*** DATA PROVIDED

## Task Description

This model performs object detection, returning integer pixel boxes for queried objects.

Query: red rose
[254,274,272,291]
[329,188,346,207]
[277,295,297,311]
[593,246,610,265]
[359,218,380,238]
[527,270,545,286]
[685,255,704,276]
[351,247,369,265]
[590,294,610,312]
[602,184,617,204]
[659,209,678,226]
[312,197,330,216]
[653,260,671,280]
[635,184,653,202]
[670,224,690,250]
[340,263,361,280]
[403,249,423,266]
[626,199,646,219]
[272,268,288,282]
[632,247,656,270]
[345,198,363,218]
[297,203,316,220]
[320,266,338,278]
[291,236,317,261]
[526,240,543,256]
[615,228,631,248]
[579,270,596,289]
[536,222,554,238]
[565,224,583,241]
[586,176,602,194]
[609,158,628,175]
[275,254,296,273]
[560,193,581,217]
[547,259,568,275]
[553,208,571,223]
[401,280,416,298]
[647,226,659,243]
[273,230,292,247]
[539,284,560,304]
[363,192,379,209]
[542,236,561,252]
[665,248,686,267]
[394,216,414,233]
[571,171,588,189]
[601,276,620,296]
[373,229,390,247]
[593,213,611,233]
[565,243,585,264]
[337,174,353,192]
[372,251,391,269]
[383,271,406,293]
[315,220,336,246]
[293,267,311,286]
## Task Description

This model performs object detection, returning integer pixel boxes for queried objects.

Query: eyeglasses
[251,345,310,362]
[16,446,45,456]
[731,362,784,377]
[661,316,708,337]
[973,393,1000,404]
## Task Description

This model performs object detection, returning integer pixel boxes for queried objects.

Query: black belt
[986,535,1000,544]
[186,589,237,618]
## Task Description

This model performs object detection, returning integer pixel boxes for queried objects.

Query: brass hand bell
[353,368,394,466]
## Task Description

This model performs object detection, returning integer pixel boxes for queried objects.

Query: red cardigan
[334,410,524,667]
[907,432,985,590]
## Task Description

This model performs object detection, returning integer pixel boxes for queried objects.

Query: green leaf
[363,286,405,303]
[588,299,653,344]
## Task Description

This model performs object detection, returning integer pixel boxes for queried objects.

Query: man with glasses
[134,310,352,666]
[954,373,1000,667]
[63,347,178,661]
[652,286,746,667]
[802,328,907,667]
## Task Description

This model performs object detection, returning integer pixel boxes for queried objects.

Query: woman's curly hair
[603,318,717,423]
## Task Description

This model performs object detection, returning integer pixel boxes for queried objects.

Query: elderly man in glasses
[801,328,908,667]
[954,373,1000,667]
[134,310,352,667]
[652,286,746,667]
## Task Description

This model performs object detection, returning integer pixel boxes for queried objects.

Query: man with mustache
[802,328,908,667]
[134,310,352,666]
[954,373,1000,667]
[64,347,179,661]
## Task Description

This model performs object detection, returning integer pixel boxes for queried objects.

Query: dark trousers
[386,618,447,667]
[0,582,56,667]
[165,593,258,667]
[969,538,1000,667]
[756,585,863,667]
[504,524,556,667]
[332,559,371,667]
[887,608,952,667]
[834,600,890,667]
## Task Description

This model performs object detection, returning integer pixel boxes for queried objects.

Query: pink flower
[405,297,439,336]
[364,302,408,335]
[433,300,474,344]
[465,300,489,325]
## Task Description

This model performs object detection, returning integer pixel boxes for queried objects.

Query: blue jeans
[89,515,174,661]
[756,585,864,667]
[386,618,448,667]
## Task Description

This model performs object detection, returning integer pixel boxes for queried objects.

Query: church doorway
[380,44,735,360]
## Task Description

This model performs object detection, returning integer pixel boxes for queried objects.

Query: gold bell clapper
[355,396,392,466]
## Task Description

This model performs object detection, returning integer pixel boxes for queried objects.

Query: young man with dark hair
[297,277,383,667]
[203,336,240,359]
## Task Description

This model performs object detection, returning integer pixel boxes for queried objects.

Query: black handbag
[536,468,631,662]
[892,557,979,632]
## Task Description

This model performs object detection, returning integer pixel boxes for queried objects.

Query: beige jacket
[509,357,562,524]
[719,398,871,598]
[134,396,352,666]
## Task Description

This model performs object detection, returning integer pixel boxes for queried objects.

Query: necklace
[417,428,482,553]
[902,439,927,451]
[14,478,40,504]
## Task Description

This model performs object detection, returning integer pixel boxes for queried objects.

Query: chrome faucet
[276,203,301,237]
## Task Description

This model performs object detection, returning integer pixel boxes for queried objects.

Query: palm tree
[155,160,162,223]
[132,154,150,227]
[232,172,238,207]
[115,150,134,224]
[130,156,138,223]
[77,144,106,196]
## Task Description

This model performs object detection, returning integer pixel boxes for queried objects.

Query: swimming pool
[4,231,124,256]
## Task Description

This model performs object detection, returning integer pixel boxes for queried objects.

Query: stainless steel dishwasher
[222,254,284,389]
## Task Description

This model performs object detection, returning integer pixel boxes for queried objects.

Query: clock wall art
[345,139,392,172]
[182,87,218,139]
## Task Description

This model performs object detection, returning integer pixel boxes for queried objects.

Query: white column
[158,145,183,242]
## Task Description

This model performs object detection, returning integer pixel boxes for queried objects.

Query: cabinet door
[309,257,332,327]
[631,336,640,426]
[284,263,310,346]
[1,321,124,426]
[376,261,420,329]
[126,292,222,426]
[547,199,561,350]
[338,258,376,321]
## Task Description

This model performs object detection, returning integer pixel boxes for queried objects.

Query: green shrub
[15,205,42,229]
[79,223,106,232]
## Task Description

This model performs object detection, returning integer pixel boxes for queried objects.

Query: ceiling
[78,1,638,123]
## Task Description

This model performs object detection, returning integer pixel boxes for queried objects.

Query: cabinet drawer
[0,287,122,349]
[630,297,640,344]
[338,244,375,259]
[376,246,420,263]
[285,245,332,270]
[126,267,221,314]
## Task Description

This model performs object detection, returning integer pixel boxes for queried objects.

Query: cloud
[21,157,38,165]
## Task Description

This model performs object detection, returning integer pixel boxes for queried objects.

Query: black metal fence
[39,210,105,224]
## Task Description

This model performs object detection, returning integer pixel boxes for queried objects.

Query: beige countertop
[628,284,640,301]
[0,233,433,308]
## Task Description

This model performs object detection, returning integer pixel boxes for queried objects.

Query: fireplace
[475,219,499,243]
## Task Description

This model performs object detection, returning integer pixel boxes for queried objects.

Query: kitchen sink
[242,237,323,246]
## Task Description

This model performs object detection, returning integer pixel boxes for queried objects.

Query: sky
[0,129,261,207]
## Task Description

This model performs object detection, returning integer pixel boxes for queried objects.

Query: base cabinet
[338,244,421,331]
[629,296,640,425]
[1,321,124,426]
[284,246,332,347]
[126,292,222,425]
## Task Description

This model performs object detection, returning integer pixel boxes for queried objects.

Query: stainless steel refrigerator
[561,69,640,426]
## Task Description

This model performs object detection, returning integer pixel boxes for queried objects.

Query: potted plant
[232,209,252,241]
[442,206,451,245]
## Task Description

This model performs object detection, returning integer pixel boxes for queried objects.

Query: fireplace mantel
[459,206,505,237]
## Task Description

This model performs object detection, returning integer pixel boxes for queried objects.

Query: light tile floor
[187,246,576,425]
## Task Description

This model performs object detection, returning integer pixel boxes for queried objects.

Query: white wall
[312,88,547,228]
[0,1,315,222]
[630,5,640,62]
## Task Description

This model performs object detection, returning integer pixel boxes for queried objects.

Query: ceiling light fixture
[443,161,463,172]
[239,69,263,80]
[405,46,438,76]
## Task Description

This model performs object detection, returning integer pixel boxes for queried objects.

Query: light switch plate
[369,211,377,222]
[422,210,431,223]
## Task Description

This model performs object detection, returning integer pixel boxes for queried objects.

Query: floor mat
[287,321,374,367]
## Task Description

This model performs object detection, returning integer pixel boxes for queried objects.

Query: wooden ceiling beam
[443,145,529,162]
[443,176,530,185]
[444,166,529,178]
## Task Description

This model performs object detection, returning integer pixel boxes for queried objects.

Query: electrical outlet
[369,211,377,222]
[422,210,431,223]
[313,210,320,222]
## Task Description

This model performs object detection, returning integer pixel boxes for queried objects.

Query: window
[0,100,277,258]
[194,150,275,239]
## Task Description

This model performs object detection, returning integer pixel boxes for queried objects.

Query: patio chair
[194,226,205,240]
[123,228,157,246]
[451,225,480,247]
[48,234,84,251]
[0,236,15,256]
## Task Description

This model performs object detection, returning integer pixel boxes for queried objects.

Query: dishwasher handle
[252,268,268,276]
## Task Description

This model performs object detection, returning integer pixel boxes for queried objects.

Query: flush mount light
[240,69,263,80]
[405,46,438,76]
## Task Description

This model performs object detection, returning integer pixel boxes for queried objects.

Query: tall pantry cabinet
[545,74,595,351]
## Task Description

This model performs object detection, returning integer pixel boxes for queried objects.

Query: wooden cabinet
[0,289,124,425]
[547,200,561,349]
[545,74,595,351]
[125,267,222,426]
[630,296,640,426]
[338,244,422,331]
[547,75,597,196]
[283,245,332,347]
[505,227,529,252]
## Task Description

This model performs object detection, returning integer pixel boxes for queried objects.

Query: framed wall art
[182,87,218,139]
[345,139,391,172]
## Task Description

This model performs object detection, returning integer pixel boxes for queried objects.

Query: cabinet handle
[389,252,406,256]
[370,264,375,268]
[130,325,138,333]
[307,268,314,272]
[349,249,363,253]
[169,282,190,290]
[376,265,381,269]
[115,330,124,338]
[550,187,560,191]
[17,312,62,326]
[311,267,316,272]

******

Repeat the data above starting at the line with "Query: flush mount light" and ending at its last line, exactly, with no other lines.

Query: flush mount light
[240,69,263,80]
[405,46,438,76]
## Task Description

This model performs object detection, returning integer pixel boxes for queried objects.

Query: tall pantry cabinet
[545,74,595,351]
## Task Description

This model performs object detection, returning integer pixel boxes for queried objects.

Query: wooden cabinet
[0,289,124,425]
[547,200,561,349]
[545,74,595,351]
[125,267,222,426]
[630,296,640,426]
[338,244,422,331]
[547,75,597,196]
[283,245,332,347]
[505,227,529,252]
## Task Description

This model performs object detection, returning integer pixel boxes for queried objects.

Query: framed wall art
[182,87,218,139]
[345,139,391,172]
## Task Description

This model performs object detection, returning integer pixel boxes for queried objects.

Query: cabinet handle
[389,252,406,256]
[370,264,375,268]
[130,325,138,333]
[307,268,314,272]
[349,249,363,253]
[169,282,190,290]
[376,265,381,269]
[115,330,124,338]
[550,187,560,191]
[17,312,62,326]
[311,267,316,272]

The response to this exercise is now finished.